======== BLOC DE TEXTE ========

Le sel de tous les oublis[1] de Yasmina Khadra[2] paru aux éditions Julliard est le roman qui suit L’outrage fait à Sarah Ikker (2019) prend comme personnage principal Adem Naît-Gacem. Son épouse Dalal l’a quitté pour aller avec son amant. Un sentiment d’abandon l’envahit, il décide de démissionner de son poste d’instituteur et de libérer le logement fonction. Il a fait des rencontres qui lui ont quelques fois fait oublier ses peines et d’autres ont fait surgir tout ce qui était enfoui.

========

→ EXERCICES À FAIRE
[a] Recopiez les entrées depuis la ligne qui contient « for truck tire » jusqu'à la dernière entrée incluse, en remettant à l'échelle chaque coordonnée de cadre placée entre crochets : multipliez-la par 0,4 et arrondissez à l'entier le plus proche, les demis vers le haut. Tout le reste de ces lignes reste identique.
[b] Prolongez le texte sur le roman Le sel de tous les oublis à partir de sa dernière phrase.

======== EXTRAITS DE DONNÉES ========

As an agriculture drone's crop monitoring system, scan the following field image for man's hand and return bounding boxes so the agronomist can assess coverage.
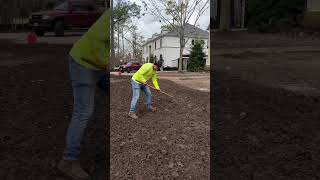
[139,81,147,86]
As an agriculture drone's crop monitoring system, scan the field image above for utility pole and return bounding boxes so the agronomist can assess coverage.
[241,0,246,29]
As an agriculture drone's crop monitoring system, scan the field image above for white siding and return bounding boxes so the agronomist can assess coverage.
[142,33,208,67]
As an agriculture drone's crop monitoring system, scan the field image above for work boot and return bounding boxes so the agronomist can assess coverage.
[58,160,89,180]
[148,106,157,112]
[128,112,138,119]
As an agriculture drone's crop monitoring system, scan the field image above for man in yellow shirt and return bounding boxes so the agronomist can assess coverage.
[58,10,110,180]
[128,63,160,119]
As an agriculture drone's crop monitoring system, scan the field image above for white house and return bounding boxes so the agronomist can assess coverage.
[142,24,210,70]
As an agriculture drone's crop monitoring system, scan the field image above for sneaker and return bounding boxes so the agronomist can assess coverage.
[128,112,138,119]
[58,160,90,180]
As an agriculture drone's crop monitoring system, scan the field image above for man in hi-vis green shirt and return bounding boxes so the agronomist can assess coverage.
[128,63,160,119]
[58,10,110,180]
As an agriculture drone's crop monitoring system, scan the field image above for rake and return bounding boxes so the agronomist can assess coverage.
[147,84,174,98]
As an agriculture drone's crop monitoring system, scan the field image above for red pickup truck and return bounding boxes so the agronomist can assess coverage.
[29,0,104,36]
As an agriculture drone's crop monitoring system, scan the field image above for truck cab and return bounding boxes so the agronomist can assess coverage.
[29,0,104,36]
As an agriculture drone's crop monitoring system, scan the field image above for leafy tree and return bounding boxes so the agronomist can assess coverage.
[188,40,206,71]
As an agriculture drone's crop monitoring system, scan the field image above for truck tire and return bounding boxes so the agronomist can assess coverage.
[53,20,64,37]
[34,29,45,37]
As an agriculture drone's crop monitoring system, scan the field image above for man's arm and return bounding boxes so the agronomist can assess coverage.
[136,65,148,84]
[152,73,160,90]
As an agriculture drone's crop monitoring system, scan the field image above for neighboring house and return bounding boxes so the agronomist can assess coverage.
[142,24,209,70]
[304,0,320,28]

========

→ CORRIGÉ
[a]
As an agriculture drone's crop monitoring system, scan the field image above for truck tire and return bounding boxes so the agronomist can assess coverage.
[21,8,26,15]
[14,12,18,15]
As an agriculture drone's crop monitoring system, scan the field image above for man's arm and return bounding boxes so the agronomist can assess coverage.
[54,26,59,34]
[61,29,64,36]
As an agriculture drone's crop monitoring system, scan the field image above for neighboring house and return bounding boxes so the agronomist can assess coverage.
[57,10,84,28]
[122,0,128,11]

[b]
Tout au long de la lecture, l’histoire de Adem et Dalal se perd pour laisser place aux déboires et à la corruption qui mine le pays. Les sentiments d’Adem sont très ambigus. Tantôt il est triste et tantôt il se laisse aller vers des plaisirs. Si ses péripéties sont mises en exergue en parcourant l’histoire de l’Algérie à la veille de l’indépendance, il reste des zones d’ombre quant au vrai statut accordé à la femme. Comment prétendre qu’elle emporte le monde avec elle si aucun pouvoir ne lui est concédé quand elle est présente ? Et pourquoi Adem se contente-t-il de dire « Mon épouse est partie avec son amant » sans manifester aucune réaction ?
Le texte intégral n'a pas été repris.